## STATED GOAL
Copy out every line of the records below, reproducing each one verbatim.

## THE RECORDS
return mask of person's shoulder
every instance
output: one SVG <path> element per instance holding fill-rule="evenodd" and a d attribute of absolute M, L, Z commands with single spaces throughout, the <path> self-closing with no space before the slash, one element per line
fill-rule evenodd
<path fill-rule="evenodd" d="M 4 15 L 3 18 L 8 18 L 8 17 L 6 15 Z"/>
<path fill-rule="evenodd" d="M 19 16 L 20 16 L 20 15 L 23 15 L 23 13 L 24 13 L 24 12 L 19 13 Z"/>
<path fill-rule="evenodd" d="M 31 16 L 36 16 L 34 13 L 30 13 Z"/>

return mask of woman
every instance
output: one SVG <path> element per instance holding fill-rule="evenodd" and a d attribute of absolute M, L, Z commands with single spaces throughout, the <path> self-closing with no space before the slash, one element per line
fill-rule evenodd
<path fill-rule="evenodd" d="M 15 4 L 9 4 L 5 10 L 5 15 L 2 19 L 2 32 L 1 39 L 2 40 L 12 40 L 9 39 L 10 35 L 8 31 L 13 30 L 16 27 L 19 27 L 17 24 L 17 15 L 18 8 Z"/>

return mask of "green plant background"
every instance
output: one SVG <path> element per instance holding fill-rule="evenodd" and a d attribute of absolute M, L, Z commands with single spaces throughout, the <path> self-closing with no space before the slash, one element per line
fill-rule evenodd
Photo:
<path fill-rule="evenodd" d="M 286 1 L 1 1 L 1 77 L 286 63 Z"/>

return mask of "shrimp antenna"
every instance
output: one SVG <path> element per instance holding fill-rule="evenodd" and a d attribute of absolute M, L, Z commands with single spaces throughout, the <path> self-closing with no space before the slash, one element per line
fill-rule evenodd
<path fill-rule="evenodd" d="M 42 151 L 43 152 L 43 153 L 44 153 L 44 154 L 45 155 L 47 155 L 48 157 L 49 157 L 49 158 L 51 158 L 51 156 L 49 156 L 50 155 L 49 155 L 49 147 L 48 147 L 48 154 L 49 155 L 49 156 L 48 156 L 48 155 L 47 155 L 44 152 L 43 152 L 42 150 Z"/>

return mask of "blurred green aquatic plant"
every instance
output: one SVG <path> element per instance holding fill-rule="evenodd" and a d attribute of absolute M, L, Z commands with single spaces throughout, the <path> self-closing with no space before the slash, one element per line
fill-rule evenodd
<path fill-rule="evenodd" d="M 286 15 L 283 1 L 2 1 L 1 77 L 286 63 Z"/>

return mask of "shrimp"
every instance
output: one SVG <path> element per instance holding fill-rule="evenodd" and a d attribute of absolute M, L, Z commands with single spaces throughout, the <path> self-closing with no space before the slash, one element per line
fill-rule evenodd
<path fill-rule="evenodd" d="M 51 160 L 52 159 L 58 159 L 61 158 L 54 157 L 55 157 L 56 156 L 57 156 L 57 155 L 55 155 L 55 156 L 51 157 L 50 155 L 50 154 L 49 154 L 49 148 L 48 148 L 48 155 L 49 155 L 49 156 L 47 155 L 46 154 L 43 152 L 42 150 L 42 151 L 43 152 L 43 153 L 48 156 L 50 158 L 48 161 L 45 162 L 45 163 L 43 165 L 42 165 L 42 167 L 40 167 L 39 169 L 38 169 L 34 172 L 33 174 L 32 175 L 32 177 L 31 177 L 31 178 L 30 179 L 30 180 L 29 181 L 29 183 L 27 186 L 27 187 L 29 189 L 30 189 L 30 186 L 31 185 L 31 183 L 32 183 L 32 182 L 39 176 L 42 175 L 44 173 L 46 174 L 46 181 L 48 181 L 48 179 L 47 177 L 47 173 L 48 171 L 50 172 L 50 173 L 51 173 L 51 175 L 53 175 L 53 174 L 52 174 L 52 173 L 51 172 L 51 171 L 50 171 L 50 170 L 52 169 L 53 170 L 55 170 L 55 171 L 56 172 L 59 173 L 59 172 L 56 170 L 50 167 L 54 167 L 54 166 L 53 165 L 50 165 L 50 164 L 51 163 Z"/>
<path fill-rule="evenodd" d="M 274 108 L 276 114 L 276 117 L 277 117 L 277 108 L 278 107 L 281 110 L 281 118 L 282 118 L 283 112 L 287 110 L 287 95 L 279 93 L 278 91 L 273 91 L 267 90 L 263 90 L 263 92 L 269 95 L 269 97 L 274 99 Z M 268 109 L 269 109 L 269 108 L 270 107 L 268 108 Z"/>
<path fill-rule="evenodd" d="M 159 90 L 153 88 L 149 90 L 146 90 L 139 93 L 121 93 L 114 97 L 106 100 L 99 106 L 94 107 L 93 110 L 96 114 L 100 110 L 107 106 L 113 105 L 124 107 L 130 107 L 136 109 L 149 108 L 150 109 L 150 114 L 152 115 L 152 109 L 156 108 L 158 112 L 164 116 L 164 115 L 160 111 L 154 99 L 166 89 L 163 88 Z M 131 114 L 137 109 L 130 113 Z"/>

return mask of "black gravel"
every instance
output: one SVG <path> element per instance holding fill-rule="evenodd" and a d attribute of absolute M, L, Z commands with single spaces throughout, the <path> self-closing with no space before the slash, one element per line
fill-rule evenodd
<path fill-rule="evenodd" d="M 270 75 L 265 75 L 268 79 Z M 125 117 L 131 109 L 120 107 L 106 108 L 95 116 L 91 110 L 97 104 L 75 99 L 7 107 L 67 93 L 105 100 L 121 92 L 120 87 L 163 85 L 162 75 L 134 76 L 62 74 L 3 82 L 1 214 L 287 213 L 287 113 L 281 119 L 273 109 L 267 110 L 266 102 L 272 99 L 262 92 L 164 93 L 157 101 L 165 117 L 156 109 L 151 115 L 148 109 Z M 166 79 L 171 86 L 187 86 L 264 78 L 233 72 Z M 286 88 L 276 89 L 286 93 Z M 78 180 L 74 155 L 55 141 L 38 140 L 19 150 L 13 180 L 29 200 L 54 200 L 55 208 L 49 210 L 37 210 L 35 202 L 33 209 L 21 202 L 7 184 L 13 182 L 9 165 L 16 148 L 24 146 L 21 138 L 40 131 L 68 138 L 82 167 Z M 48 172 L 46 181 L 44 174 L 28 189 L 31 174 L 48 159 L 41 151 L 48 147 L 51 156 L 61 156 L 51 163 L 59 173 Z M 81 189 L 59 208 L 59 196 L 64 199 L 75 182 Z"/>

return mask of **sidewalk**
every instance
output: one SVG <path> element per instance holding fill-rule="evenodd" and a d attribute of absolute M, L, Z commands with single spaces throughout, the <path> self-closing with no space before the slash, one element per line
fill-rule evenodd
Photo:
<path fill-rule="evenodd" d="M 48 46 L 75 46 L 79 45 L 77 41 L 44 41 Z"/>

## IN RESPONSE
return mask of person's shoulder
every instance
output: one SVG <path> element per instance holding fill-rule="evenodd" and a d attribute of absolute M, L, Z commands with single spaces throughout, the <path> self-closing with no space before the slash, one element per line
fill-rule evenodd
<path fill-rule="evenodd" d="M 4 15 L 3 18 L 8 18 L 8 17 L 6 15 Z"/>
<path fill-rule="evenodd" d="M 19 16 L 20 16 L 20 15 L 23 15 L 23 13 L 24 13 L 24 12 L 19 13 Z"/>
<path fill-rule="evenodd" d="M 31 16 L 36 16 L 34 13 L 30 13 Z"/>

return mask of woman
every instance
output: one SVG <path> element per instance holding fill-rule="evenodd" and a d attribute of absolute M, L, Z commands with single spaces throughout, the <path> self-closing with no space before the slash, one element per line
fill-rule evenodd
<path fill-rule="evenodd" d="M 15 4 L 9 4 L 5 10 L 5 15 L 2 19 L 2 32 L 1 39 L 2 40 L 12 40 L 9 39 L 10 35 L 8 31 L 13 30 L 16 27 L 19 27 L 17 24 L 17 15 L 18 8 Z"/>

return mask of "green plant background"
every instance
output: one SVG <path> element per instance holding fill-rule="evenodd" and a d attribute of absolute M, L, Z commands with single spaces throughout, the <path> self-closing with no space before the slash, one element per line
fill-rule evenodd
Photo:
<path fill-rule="evenodd" d="M 286 1 L 1 1 L 1 77 L 286 63 Z"/>

return mask of "shrimp antenna"
every instance
output: one SVG <path> element per instance holding fill-rule="evenodd" and a d attribute of absolute M, L, Z commands with single spaces throughout, the <path> self-closing with no space before the slash, one element per line
fill-rule evenodd
<path fill-rule="evenodd" d="M 42 151 L 43 152 L 43 153 L 44 153 L 44 154 L 45 155 L 47 155 L 48 157 L 49 157 L 49 158 L 51 158 L 51 156 L 49 156 L 50 155 L 49 155 L 49 147 L 48 147 L 48 154 L 49 155 L 49 156 L 48 156 L 48 155 L 47 155 L 44 152 L 43 152 L 42 150 Z"/>

return mask of "blurred green aquatic plant"
every instance
output: one SVG <path> element per instance holding fill-rule="evenodd" and a d attribute of absolute M, L, Z commands with single spaces throughout, the <path> self-closing with no space before the slash, one element per line
fill-rule evenodd
<path fill-rule="evenodd" d="M 286 15 L 283 1 L 2 1 L 1 77 L 286 63 Z"/>

return mask of "shrimp"
every instance
output: one SVG <path> element per instance holding fill-rule="evenodd" and a d attribute of absolute M, L, Z commands with single spaces throughout, the <path> self-closing with no space before the slash, one element per line
fill-rule evenodd
<path fill-rule="evenodd" d="M 51 160 L 52 159 L 58 159 L 61 158 L 54 157 L 55 157 L 56 156 L 57 156 L 57 155 L 55 155 L 55 156 L 51 157 L 50 155 L 50 154 L 49 154 L 49 148 L 48 148 L 48 155 L 49 155 L 49 156 L 47 155 L 46 154 L 43 152 L 42 150 L 42 151 L 43 152 L 43 153 L 48 156 L 50 158 L 48 161 L 45 162 L 45 163 L 43 165 L 42 165 L 42 167 L 40 167 L 39 169 L 38 169 L 34 172 L 33 174 L 32 175 L 32 177 L 31 177 L 31 178 L 30 179 L 30 180 L 29 181 L 29 183 L 27 186 L 27 187 L 29 189 L 30 189 L 30 186 L 31 185 L 31 183 L 32 183 L 32 182 L 39 176 L 42 175 L 44 173 L 46 174 L 46 181 L 48 181 L 48 179 L 47 177 L 47 173 L 48 171 L 50 172 L 50 173 L 51 173 L 51 175 L 53 175 L 53 174 L 52 174 L 52 173 L 51 172 L 51 171 L 50 171 L 50 170 L 52 169 L 53 170 L 55 170 L 55 171 L 56 172 L 59 173 L 59 172 L 56 170 L 50 167 L 54 167 L 54 166 L 53 165 L 50 165 L 50 164 L 51 163 Z"/>
<path fill-rule="evenodd" d="M 274 108 L 276 114 L 276 117 L 277 117 L 277 108 L 278 107 L 281 110 L 281 118 L 282 118 L 283 112 L 287 110 L 287 95 L 279 93 L 278 91 L 273 91 L 267 90 L 263 90 L 263 92 L 269 95 L 269 97 L 274 99 Z M 268 109 L 269 109 L 269 108 L 270 107 L 268 108 Z"/>
<path fill-rule="evenodd" d="M 159 90 L 153 88 L 149 90 L 146 90 L 139 93 L 121 93 L 114 97 L 106 100 L 99 106 L 94 107 L 93 110 L 96 114 L 100 110 L 107 106 L 113 105 L 124 107 L 130 107 L 136 109 L 149 108 L 150 109 L 150 114 L 152 115 L 152 109 L 156 108 L 158 112 L 164 116 L 164 115 L 160 111 L 154 99 L 166 89 L 163 88 Z M 131 114 L 137 109 L 130 113 Z"/>

return mask of "black gravel"
every instance
output: one SVG <path> element per instance holding fill-rule="evenodd" and a d attribute of absolute M, L, Z commands with single spaces throughout, the <path> self-closing with no space before the slash, one element per line
fill-rule evenodd
<path fill-rule="evenodd" d="M 270 75 L 265 75 L 268 79 Z M 125 117 L 131 109 L 120 107 L 106 108 L 95 116 L 91 110 L 97 104 L 75 99 L 7 107 L 67 93 L 105 100 L 121 92 L 120 87 L 163 85 L 162 75 L 134 76 L 62 74 L 3 82 L 1 214 L 287 213 L 287 113 L 281 119 L 273 109 L 267 110 L 266 102 L 272 99 L 262 92 L 164 93 L 157 101 L 165 117 L 156 109 L 151 115 L 148 109 Z M 166 79 L 171 86 L 187 86 L 264 78 L 233 72 Z M 286 88 L 276 89 L 286 93 Z M 78 180 L 74 155 L 55 141 L 38 140 L 19 150 L 13 180 L 29 200 L 54 200 L 55 208 L 49 210 L 37 210 L 35 202 L 33 209 L 21 202 L 7 184 L 13 182 L 9 165 L 16 148 L 24 146 L 21 138 L 40 131 L 68 138 L 82 167 Z M 48 172 L 46 181 L 44 174 L 28 189 L 31 174 L 48 159 L 41 151 L 48 147 L 51 156 L 61 156 L 51 163 L 59 173 Z M 81 189 L 59 208 L 59 196 L 64 199 L 75 182 Z"/>

return mask of **sidewalk**
every instance
output: one SVG <path> element per instance holding fill-rule="evenodd" and a d attribute of absolute M, L, Z commands with single spaces throughout, the <path> self-closing with no space before the slash, one element per line
fill-rule evenodd
Photo:
<path fill-rule="evenodd" d="M 48 46 L 75 46 L 79 45 L 77 41 L 44 41 Z"/>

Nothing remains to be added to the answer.